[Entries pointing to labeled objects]
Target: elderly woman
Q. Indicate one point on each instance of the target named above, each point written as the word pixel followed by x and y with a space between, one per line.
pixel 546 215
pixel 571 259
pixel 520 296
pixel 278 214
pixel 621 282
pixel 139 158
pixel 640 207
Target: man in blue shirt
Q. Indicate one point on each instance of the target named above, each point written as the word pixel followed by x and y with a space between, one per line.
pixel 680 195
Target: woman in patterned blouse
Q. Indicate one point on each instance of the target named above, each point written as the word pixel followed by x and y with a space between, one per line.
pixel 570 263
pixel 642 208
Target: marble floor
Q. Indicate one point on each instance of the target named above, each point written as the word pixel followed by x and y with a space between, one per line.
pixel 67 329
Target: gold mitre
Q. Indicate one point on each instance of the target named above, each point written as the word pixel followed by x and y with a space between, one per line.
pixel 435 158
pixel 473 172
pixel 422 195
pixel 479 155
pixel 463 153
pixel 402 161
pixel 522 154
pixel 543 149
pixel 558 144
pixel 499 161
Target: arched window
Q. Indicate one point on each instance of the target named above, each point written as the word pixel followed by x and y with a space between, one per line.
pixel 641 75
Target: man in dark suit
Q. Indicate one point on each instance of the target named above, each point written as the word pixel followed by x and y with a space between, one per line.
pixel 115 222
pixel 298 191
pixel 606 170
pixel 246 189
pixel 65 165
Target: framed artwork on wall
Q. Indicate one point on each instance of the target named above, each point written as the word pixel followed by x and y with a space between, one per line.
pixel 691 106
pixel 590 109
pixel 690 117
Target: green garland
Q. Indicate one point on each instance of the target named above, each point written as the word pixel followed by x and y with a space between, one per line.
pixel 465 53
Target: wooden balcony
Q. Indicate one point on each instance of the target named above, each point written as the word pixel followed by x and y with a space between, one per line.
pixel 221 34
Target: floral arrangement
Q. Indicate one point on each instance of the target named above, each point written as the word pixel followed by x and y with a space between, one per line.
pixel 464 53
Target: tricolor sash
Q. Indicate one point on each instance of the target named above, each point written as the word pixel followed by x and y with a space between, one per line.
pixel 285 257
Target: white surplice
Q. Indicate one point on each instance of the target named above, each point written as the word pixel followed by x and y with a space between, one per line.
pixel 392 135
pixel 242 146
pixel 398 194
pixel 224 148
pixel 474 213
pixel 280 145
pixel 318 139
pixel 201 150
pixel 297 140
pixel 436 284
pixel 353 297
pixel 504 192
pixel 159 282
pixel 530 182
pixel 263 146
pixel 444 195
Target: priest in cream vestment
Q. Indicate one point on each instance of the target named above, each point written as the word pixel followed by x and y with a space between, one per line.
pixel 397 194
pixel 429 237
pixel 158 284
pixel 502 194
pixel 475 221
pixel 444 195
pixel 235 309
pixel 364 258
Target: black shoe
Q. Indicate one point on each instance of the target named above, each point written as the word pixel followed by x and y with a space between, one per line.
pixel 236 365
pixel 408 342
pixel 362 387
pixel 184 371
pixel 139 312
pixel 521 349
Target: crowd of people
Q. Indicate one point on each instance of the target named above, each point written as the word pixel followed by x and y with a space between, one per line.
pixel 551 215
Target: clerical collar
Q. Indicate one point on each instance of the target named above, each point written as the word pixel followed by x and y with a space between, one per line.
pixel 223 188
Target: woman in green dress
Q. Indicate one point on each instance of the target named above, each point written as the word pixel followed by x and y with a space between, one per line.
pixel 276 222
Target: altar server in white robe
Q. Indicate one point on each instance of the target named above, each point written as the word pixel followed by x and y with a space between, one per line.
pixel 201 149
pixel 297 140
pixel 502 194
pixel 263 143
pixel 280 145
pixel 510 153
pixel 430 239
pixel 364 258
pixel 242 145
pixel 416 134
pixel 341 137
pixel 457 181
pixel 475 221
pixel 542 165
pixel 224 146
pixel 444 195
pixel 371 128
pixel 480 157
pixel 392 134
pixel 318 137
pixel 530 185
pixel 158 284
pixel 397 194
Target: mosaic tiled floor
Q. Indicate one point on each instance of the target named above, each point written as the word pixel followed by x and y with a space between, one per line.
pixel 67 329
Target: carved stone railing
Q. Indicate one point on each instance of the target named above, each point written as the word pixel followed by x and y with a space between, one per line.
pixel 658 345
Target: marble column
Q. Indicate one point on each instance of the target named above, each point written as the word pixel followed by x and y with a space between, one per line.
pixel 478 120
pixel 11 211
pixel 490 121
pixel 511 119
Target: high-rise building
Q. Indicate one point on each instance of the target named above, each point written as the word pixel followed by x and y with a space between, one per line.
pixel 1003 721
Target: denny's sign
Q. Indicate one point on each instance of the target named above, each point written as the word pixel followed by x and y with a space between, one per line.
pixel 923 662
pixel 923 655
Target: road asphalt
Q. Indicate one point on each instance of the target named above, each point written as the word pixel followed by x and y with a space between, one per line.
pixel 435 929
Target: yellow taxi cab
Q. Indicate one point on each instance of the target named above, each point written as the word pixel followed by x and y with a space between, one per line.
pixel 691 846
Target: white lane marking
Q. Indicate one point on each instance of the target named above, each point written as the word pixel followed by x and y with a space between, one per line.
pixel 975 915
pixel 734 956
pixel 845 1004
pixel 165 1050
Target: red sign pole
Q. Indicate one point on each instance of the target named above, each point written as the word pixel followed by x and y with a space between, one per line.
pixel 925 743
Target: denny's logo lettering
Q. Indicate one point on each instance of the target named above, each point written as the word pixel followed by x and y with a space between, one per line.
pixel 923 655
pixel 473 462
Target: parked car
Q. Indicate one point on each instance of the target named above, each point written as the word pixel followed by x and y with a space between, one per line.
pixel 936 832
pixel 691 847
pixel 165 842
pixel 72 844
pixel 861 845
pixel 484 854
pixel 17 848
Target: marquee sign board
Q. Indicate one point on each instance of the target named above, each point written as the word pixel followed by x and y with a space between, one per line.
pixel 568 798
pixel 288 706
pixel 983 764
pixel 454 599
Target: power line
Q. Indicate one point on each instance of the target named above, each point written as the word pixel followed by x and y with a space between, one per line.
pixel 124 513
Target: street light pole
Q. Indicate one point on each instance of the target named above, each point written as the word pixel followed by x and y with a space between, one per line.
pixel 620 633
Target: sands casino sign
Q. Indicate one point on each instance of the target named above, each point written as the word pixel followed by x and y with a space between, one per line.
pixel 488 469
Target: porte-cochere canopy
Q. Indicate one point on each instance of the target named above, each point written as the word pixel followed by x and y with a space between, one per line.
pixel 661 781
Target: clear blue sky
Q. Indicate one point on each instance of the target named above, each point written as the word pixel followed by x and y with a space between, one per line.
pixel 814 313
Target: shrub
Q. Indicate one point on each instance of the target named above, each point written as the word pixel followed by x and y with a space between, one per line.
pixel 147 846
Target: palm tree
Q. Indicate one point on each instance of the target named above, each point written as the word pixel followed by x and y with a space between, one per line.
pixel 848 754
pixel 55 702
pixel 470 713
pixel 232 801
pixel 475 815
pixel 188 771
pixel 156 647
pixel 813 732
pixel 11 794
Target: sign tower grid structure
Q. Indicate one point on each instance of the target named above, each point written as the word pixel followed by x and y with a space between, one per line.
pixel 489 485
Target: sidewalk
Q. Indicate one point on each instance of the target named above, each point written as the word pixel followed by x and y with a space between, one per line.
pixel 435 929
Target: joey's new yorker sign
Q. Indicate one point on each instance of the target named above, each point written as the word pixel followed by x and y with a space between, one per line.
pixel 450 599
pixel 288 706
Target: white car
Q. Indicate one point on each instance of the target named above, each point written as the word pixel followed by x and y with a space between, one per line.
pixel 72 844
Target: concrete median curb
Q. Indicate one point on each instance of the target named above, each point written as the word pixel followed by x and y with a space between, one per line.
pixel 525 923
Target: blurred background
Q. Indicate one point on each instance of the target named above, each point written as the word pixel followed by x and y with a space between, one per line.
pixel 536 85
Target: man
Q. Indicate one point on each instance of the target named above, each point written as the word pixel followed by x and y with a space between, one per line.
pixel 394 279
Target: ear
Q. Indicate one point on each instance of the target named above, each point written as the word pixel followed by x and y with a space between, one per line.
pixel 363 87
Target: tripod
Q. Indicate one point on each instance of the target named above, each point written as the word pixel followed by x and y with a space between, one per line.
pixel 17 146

Requirement:
Rewrite the material above from its first line through the line with "pixel 680 195", replacing "blue shirt" with "gray jacket" and leaving everything else unchanged.

Response to the task:
Target: elderly woman
Q. Indicate one point on each instance of the target named above, each point written as the word pixel followed by x and y with a space between, one per line.
pixel 546 215
pixel 571 259
pixel 520 296
pixel 278 214
pixel 621 282
pixel 139 158
pixel 640 207
Target: man in gray jacket
Q. Indicate one point on each instance of the target named above, each point written as the word pixel followed by x and y with a space between, one per line.
pixel 680 195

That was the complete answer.